PODANY TEKST

********

Wskaźnik Wyprzedzający Koniunktury (WWK) – informujący z wyprzedzeniem o przyszłych tendencjach w gospodarce – wzrósł o 1,7 pkt m/m w lipcu br. do 168,6 pkt, podało Biuro Inwestycji i Cykli Ekonomicznych (BIEC) w raporcie. Odradza się silnie popyt krajowy, podkreśliło Biuro.
„Gospodarka nadal jest w fazie popandemicznego ożywienia. W okresie kolejnych lockdownów główną siłą napędową ograniczającą załamanie jej aktywności był eksport a w szczególności produkcja firm zagranicznych inwestorów, które mają zdefiniowane rynki odbiorców. Obecnie obserwujemy słabnącą rolę tego czynnika. Po odmrożeniu gospodarki miejsce eksportu zajął skumulowany popyt krajowy. Nie bez znaczenia dla procesu odradzania się gospodarki była w przypadku sektora przetwórczego produkcja na zapas” – czytamy w raporcie.

********

ZADANIA
• A. Do jakiego poziomu wzrósł w lipcu Wskaźnik Wyprzedzający Koniunktury według tekstu o koniunkturze?
• B. Napisz dalszy ciąg tekstu o koniunkturze, który nastąpi po jego ostatnim zdaniu.

FRAGMENTY MATERIAŁU
********

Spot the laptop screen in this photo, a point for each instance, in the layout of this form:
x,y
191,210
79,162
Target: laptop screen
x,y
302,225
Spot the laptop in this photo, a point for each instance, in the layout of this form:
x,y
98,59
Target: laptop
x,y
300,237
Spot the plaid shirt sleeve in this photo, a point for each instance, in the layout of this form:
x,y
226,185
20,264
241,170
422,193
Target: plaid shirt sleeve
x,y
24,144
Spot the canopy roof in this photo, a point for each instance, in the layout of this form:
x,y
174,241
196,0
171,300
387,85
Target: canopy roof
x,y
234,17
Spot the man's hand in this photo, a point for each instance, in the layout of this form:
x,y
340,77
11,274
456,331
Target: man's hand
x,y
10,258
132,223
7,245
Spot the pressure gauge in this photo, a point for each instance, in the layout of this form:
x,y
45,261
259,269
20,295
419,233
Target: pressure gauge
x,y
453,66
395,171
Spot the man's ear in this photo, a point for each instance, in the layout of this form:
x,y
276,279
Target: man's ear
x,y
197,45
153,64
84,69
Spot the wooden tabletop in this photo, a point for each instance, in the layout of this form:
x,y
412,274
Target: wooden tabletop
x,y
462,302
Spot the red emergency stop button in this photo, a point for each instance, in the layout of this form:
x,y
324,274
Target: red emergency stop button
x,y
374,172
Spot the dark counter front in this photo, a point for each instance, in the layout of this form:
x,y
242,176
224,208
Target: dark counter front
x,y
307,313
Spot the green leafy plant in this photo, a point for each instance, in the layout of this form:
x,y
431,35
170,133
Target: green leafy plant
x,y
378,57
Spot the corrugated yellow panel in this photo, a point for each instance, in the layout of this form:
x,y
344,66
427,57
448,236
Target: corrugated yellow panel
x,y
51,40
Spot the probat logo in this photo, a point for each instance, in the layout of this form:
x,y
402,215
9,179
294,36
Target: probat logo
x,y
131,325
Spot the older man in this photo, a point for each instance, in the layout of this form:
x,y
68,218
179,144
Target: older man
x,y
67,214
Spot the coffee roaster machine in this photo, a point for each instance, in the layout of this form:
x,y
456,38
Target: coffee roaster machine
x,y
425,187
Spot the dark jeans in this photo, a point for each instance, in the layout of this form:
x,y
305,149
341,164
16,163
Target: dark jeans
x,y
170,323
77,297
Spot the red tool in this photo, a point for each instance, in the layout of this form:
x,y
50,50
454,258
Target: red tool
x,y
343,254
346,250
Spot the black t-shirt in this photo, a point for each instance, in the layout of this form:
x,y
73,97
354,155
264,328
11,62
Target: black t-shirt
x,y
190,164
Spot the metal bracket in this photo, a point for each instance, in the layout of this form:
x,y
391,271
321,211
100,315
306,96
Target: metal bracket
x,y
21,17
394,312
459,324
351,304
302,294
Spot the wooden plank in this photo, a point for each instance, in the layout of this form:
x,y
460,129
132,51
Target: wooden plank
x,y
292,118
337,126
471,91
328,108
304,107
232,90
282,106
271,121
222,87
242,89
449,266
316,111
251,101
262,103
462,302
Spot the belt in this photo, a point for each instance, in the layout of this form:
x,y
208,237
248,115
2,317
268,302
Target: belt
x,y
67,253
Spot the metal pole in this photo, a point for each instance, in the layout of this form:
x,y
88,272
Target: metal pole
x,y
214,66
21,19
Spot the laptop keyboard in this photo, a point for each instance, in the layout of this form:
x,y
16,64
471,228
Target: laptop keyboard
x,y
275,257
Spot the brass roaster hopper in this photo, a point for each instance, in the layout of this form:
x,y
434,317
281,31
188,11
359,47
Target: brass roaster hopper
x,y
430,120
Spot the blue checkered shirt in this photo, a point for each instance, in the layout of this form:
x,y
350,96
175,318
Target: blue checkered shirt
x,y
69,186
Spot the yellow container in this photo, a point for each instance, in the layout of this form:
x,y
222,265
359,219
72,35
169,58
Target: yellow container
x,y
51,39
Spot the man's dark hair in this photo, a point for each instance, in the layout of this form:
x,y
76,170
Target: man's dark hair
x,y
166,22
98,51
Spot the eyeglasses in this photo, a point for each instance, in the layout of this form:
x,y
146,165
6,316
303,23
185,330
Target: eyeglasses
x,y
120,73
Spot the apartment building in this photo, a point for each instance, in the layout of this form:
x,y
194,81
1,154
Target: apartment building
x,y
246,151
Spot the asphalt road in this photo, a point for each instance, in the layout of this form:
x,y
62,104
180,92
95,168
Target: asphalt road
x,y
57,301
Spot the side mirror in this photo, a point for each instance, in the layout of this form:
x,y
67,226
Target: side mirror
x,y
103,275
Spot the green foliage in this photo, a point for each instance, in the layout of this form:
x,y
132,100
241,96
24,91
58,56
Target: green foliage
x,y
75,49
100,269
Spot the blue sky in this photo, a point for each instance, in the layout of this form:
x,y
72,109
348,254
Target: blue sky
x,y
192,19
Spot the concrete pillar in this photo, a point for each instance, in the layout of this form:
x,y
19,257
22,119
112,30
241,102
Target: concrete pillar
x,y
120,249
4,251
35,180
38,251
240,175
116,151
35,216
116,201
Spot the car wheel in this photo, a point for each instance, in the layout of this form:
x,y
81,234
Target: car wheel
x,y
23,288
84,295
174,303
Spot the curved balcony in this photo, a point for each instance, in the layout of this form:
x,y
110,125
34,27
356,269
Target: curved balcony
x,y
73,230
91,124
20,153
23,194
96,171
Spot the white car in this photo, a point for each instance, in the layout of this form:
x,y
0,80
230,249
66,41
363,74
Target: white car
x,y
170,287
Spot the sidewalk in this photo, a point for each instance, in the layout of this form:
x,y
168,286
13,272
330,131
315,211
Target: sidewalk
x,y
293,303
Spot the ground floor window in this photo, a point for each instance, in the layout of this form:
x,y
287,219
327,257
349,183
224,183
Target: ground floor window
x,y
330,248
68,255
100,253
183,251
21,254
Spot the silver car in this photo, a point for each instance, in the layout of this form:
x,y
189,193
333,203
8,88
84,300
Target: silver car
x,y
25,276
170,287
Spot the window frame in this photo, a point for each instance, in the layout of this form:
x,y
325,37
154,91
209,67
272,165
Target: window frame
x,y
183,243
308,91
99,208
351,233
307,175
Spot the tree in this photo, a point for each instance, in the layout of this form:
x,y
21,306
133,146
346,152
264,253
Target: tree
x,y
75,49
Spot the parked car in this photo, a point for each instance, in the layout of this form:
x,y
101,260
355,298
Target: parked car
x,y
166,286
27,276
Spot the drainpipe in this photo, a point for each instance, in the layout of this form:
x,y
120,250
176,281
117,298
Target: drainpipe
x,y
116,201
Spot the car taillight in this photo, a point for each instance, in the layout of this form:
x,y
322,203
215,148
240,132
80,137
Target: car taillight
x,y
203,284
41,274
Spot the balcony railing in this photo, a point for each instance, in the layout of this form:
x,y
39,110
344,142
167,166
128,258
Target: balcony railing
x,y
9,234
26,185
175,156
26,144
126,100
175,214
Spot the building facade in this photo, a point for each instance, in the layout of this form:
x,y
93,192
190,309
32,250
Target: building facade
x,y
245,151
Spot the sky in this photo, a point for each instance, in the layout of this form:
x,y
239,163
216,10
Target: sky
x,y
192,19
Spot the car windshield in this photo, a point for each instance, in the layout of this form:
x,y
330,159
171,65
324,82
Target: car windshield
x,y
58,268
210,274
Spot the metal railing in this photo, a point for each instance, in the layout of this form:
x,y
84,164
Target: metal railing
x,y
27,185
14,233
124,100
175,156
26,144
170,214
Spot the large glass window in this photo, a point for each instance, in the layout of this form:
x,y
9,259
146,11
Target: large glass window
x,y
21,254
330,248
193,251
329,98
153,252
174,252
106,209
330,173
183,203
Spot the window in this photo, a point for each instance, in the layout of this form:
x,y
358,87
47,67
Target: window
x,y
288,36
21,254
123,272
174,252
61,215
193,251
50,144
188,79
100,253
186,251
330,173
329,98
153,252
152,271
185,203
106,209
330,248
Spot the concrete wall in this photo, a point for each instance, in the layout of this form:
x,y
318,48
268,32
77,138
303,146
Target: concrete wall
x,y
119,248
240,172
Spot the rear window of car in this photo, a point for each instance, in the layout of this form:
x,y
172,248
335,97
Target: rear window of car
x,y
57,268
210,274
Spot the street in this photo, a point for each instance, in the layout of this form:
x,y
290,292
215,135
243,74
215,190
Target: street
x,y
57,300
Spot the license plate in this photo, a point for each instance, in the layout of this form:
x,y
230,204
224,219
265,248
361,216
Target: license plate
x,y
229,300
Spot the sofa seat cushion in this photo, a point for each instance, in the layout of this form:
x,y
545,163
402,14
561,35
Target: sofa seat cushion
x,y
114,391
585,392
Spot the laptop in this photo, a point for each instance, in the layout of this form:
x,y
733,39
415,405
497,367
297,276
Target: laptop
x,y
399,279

********

ODPOWIEDZI
• A. Do 168,6 pkt.

• B.
BIEC zwraca uwagę, że w lipcu br. uległo ograniczeniu tempo napływu nowych zamówień wobec czerwca br. i dotyczyło to głównie zamówień eksportowych.
„Co prawda, zwykle w okresie wakacji obserwujemy wolniejszy napływ zamówień, jednak dane z których usunięto wpływ czynnika sezonowego również wskazują na, niewielki jak do tej pory, spadek zamówień. Jeśli zjawisko to ulegnie utrwaleniu, a wzrost cen dodatkowo ograniczy popyt, to jesienią możemy spodziewać się ograniczenia wielkości produkcji. Spośród 22 branż, sześć odczuwa obecnie spadek napływających zamówień. Wśród nich największy dotyczy przemysłu motoryzacyjnego. Zmniejszony napływ zamówień odczuwają również producenci dóbr inwestycyjnych” – czytamy dalej.
W badanych firmach sektora przetwórczego występuje przewagę tych, w których stan finansów z miesiąca na miesiąc pogarsza się i „jest na znacząco niższym poziomie niż przed pandemią”.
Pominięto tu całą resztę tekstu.